- Problem to work on -
Convert the data below into a JSON list of strings with one string per line, omitting any blank lines.

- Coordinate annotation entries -
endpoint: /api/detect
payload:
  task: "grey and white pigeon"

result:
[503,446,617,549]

- Expected output -
[
  "endpoint: /api/detect",
  "payload:",
  "  task: \"grey and white pigeon\"",
  "result:",
  "[503,446,617,549]"
]